──────── FILAS A UTILIZAR
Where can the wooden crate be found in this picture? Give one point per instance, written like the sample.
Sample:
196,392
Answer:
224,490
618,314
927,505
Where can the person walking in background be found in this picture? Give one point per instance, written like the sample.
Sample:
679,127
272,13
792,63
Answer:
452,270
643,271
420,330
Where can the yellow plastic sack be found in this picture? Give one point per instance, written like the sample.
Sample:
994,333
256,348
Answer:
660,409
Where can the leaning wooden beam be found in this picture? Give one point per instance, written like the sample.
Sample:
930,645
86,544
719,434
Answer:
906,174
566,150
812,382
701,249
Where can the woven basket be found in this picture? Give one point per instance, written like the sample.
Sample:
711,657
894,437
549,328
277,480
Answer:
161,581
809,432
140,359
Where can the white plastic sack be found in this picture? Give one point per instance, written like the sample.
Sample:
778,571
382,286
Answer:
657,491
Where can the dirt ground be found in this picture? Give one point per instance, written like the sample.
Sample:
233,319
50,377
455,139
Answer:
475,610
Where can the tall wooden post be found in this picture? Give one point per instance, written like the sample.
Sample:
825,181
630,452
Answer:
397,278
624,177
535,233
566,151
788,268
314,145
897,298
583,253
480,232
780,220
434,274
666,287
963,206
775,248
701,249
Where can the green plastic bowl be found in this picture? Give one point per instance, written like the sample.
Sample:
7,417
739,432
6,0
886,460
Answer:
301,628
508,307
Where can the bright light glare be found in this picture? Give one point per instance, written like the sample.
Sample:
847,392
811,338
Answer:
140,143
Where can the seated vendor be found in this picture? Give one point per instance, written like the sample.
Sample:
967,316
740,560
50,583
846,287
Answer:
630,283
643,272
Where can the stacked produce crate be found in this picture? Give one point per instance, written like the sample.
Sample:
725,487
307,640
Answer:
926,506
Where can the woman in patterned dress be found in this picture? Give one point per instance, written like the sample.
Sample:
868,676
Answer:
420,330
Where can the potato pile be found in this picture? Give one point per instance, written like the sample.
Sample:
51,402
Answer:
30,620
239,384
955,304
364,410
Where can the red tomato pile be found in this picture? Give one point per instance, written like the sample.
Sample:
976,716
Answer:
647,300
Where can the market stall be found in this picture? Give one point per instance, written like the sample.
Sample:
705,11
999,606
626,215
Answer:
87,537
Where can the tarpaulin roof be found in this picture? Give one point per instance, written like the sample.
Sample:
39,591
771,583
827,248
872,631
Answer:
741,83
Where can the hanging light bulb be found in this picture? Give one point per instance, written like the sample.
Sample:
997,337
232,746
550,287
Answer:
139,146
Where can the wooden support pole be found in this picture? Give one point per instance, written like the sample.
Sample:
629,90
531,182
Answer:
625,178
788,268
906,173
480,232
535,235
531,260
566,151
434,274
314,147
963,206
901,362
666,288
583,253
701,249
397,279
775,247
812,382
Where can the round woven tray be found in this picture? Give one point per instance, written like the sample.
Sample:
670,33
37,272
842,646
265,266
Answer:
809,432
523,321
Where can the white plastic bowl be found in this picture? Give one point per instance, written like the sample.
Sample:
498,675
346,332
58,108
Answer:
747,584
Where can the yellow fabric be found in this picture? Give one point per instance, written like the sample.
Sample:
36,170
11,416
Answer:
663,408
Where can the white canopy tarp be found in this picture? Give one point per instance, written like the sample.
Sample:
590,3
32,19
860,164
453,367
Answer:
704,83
────────────────
Extrae todas las filas anteriores y reprodúcelas línea por línea, sin cambiar nada.

_RESPUESTA FINAL_
Where can the wooden crate be found in this picture? Give one point per instance, written like the sample.
Sample:
196,392
Answer:
224,490
618,314
927,505
Where can the person walking in background be found in this picture? Give one point per instance, written like the sample.
Sample:
679,127
272,13
792,63
Answer:
452,270
643,271
420,330
Where can the yellow plastic sack be found in this picture? Give one point per instance, written like the sample.
Sample:
994,333
256,348
Answer:
660,409
Where can the leaning wooden beam be found in this picture? Give one point per instance, written like the sample.
Sample:
930,645
86,544
719,434
Answer:
906,174
566,150
812,382
701,249
Where can the woven basket be found in this picture? Give one point per instance, written like the sample.
Sample:
711,657
894,437
549,328
277,480
Answer:
161,581
809,432
140,359
Where can the white plastic sack be found in this picture? Give one point per instance, written like the sample.
Sample:
778,571
382,286
Answer:
657,491
Where can the dirt ground be found in this picture? Give one point per instance, written like the sample.
Sample:
233,319
50,377
455,139
Answer:
475,610
Where can the tall wooden post be found in this picture? Give one point per instance, written like the sample.
Sample:
825,181
630,452
Answer:
397,278
624,177
535,233
566,151
788,268
314,145
897,298
583,253
480,232
780,220
434,274
666,287
963,206
775,248
701,249
Where can the green plastic bowl be found in this picture? Give one point per instance, written like the sample.
Sample:
7,417
739,432
6,0
886,460
Answer:
301,628
508,307
Where can the bright light glare be found in this picture? Give one point per instance, written like the sample.
Sample:
847,392
811,338
Answer:
140,143
Where can the seated vendor be found in this picture? Give one point per instance, written like the sample.
Sample:
967,316
740,560
50,583
846,287
Answer:
630,283
643,272
Where can the stacked produce crate be found in this picture? Give one point per instance, written like the sample.
Sample:
725,487
307,640
Answer:
926,506
Where can the woman in patterned dress be found in this picture? Give one point per instance, written like the sample.
Sample:
868,676
Answer:
420,330
Where can the potato pile be found in this picture? Give one point per instance, written like the sample.
Sample:
51,402
Answer:
30,620
239,384
955,304
364,410
Where can the red tomato pile be found in this picture? Give one point per instance, written like the sample.
Sample:
976,716
Answer:
647,300
Where can the market stall be found in this picture? Give one point per instance, written like the sample.
Sample:
705,11
999,606
626,215
Answer:
87,537
Where can the tarpaulin roof be found in this picture? Give one point per instance, written like the sample.
Sample:
39,591
771,583
827,248
872,631
Answer:
741,83
Where can the hanging light bulb be found in this picture? Give one point per instance, written like the sample.
Sample:
997,337
232,746
550,287
Answer:
139,146
Where can the wooden support pole be found in this picture? Give one point per instance, written like the sample.
Sample:
629,90
531,182
Answer:
625,178
788,268
906,173
480,232
535,235
531,260
566,151
434,274
314,147
963,206
901,362
666,288
583,253
701,249
397,279
775,247
812,382
Where can the round woven tray be found in this picture? Give one point per instance, written like the sample.
Sample:
670,33
37,272
842,646
265,266
Answer:
809,432
523,321
Where can the white plastic bowl be found in this picture? Give one point per instance, written like the sample.
Sample:
498,675
346,332
58,108
Answer:
747,584
Where can the yellow fabric be found in this picture? Give one point per instance, written like the sample.
Sample:
36,170
11,416
Answer:
663,408
Where can the white canopy tarp be found in this picture? Give one point per instance, written like the sample.
Sample:
590,3
32,19
860,164
453,367
Answer:
704,83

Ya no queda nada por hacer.